- EXCERPTED TEXT -
★ ★ ★ ★ ★ ★ ★

The prophets were a bit of a crazy bunch. Some worked inside the system – learning who to talk to, which committees actually held power, preparing their whole lives for a single confrontation in the halls of power. Some were activists, doing street theater, publishing art that no one had ever seen before, sharing haunting visions that once heard would never be forgotten. Different callings, different contexts, different parts of the same community, the same metaphorical body.
The prophets were not super heroes. They were real people: complex, flawed, three-dimensional. Some famously ran away from God and tried to do something (anything!) else with their life other than deliver God’s message.
As the generations went by, Israel’s prophetic tradition grew more robust. Later prophets quoted famous lines from earlier prophets. Words that had been spoken around campfires and dinner meals were repeated, written down, collected, organized, etched onto scrolls, published, and copied over and over. In first-century Palestine, at synagogues throughout the land, rabbis would quote from Isaiah, from Jeremiah, from Nathan.

★ ★ ★ ★ ★ ★ ★

[Labeling and segmentation records]
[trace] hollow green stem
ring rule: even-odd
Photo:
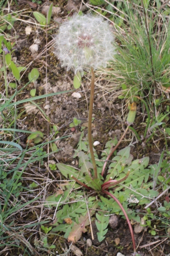
[[[5,52],[3,51],[3,62],[4,64],[4,80],[5,81],[5,90],[6,91],[6,97],[8,98],[8,86],[7,85],[7,74],[6,73],[6,62],[5,61]]]
[[[88,139],[90,151],[91,155],[92,163],[93,166],[94,170],[94,177],[95,179],[97,178],[97,172],[96,164],[94,158],[94,153],[93,147],[92,135],[92,113],[93,112],[93,106],[94,101],[94,72],[93,68],[91,68],[92,72],[92,77],[91,80],[91,90],[90,91],[90,104],[89,105],[89,122],[88,125]]]

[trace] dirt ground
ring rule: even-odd
[[[45,1],[42,2],[41,4],[37,4],[32,2],[20,0],[18,1],[19,5],[18,6],[14,2],[11,8],[13,11],[28,8],[31,12],[36,10],[41,12],[43,6],[46,4]],[[16,58],[16,61],[20,65],[26,66],[31,63],[21,79],[21,83],[19,85],[19,89],[28,82],[28,73],[33,68],[36,67],[38,69],[40,74],[36,85],[36,96],[45,94],[46,92],[49,93],[67,91],[64,93],[48,98],[47,101],[45,99],[42,99],[38,101],[37,103],[40,104],[41,107],[49,116],[51,127],[55,125],[58,127],[59,132],[57,136],[59,136],[59,138],[63,136],[68,136],[64,139],[57,141],[57,147],[61,150],[57,153],[50,155],[50,160],[51,162],[58,162],[76,166],[76,163],[73,163],[74,149],[76,148],[82,129],[83,129],[85,136],[87,133],[88,102],[90,96],[90,76],[87,74],[87,76],[83,77],[82,86],[80,89],[73,91],[73,74],[71,71],[67,72],[65,69],[61,67],[60,64],[54,53],[53,42],[52,40],[54,35],[57,32],[59,26],[57,22],[62,21],[62,19],[67,14],[68,11],[70,11],[73,9],[77,10],[77,8],[80,8],[81,4],[78,0],[75,1],[69,0],[68,2],[61,0],[58,2],[54,1],[53,2],[54,6],[57,4],[58,7],[60,8],[60,10],[57,15],[53,17],[53,19],[55,21],[56,27],[47,34],[47,47],[49,49],[47,53],[47,80],[45,77],[46,56],[44,53],[46,47],[46,35],[45,30],[43,30],[39,28],[36,29],[34,27],[30,34],[26,35],[25,29],[27,25],[23,22],[20,23],[18,21],[15,23],[14,28],[19,37],[17,39],[17,43],[14,47],[15,51],[13,56]],[[33,3],[34,5],[33,5]],[[78,4],[80,5],[77,7]],[[26,20],[33,17],[33,15],[30,13],[30,16],[25,17]],[[35,43],[36,40],[37,42],[39,40],[39,42],[38,51],[33,54],[29,48]],[[123,103],[122,100],[119,99],[115,99],[114,102],[108,101],[109,97],[110,98],[110,94],[101,88],[101,86],[104,86],[107,83],[105,80],[100,81],[98,79],[95,87],[92,133],[94,141],[98,141],[100,143],[95,147],[99,157],[104,149],[106,143],[110,138],[116,136],[119,140],[121,137],[126,128],[125,121],[128,113],[126,101]],[[18,100],[30,97],[29,92],[31,89],[34,88],[34,86],[33,84],[31,83],[24,89]],[[73,96],[74,92],[79,93],[81,98],[77,98]],[[21,113],[25,109],[26,106],[22,105],[20,107],[19,111]],[[137,105],[137,109],[136,121],[133,128],[140,136],[143,134],[145,127],[144,126],[141,127],[141,123],[143,122],[144,118],[142,114],[142,106],[140,103]],[[75,130],[72,131],[69,127],[69,124],[72,122],[74,117],[80,120],[81,123],[76,127]],[[49,129],[47,126],[47,122],[37,108],[33,109],[32,107],[28,109],[26,113],[25,112],[20,117],[20,121],[17,121],[17,128],[31,131],[39,131],[42,132],[45,136],[47,136]],[[148,135],[148,138],[150,134]],[[142,137],[141,138],[142,139]],[[120,146],[119,149],[130,144],[131,145],[131,153],[134,159],[148,156],[150,158],[149,164],[157,163],[159,158],[158,155],[161,153],[164,147],[163,136],[162,138],[159,138],[159,140],[158,140],[155,135],[155,137],[153,137],[153,139],[155,142],[153,143],[153,141],[151,142],[150,141],[146,146],[145,141],[142,141],[142,143],[139,142],[131,131],[129,130]],[[26,147],[27,140],[26,136],[22,135],[20,137],[21,145],[24,148]],[[27,170],[26,173],[24,175],[27,175],[27,177],[31,179],[38,171],[39,178],[45,179],[48,176],[48,178],[51,180],[55,179],[55,182],[57,182],[58,178],[57,172],[55,171],[53,172],[53,175],[50,173],[47,174],[45,167],[41,166],[40,168],[39,166],[35,166],[31,170]],[[48,188],[49,194],[51,191],[54,191],[54,184],[51,183]],[[163,201],[163,199],[162,200]],[[154,206],[154,205],[152,206],[153,207]],[[38,213],[38,214],[40,214],[40,212]],[[142,208],[140,210],[140,212],[144,214],[145,211]],[[43,214],[48,214],[49,216],[51,216],[53,213],[53,210],[46,209]],[[31,219],[33,220],[33,218],[36,218],[37,217],[34,214],[33,216],[30,211],[30,214],[27,216],[24,216],[24,214],[23,217],[19,216],[18,217],[17,221],[19,224],[21,224],[29,223]],[[161,222],[159,220],[156,221],[157,226],[161,226]],[[109,228],[106,238],[102,242],[99,243],[98,241],[94,223],[94,225],[93,224],[93,227],[95,239],[92,241],[92,245],[87,247],[87,243],[85,242],[87,239],[91,239],[90,229],[88,232],[83,234],[80,240],[76,243],[75,245],[81,250],[83,255],[85,256],[115,256],[119,252],[121,252],[126,256],[130,255],[132,252],[132,247],[128,224],[126,221],[120,216],[118,216],[118,225],[115,228],[113,229],[110,227]],[[135,223],[132,224],[133,226]],[[31,236],[30,241],[33,247],[35,246],[35,239],[38,240],[40,239],[40,234],[39,228],[38,227],[36,233],[30,234],[28,230],[28,233],[26,233],[25,234],[25,237],[28,239],[30,239]],[[139,233],[135,234],[136,243],[138,245],[138,250],[140,251],[141,255],[143,256],[165,256],[169,255],[170,240],[167,236],[165,229],[161,227],[158,228],[158,236],[154,238],[148,231],[148,229],[147,230],[147,228],[145,228]],[[60,234],[60,235],[61,235],[62,234]],[[51,239],[53,241],[56,239],[56,244],[58,244],[58,252],[56,252],[56,249],[55,249],[54,250],[55,253],[54,254],[54,252],[53,255],[64,254],[62,248],[65,249],[66,247],[68,249],[69,247],[69,243],[62,236],[51,236],[49,237],[50,243]],[[50,254],[49,251],[45,248],[41,248],[39,250],[39,246],[37,246],[36,251],[39,252],[39,255],[45,256],[52,255]],[[24,251],[24,248],[23,251],[19,251],[16,248],[11,248],[8,251],[8,254],[6,254],[6,252],[5,252],[1,255],[2,256],[21,255],[23,255]],[[72,252],[69,253],[69,254],[68,255],[73,255]],[[35,252],[34,255],[38,254]],[[65,254],[62,255],[66,255]],[[26,254],[24,254],[24,255]]]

★ ★ ★ ★ ★ ★ ★

Duplicate the passage on the prophets between "The prophets were a" and "deliver God’s message.", inclusive. The items play no part in what comes next.

The prophets were a bit of a crazy bunch. Some worked inside the system – learning who to talk to, which committees actually held power, preparing their whole lives for a single confrontation in the halls of power. Some were activists, doing street theater, publishing art that no one had ever seen before, sharing haunting visions that once heard would never be forgotten. Different callings, different contexts, different parts of the same community, the same metaphorical body.
The prophets were not super heroes. They were real people: complex, flawed, three-dimensional. Some famously ran away from God and tried to do something (anything!) else with their life other than deliver God’s message.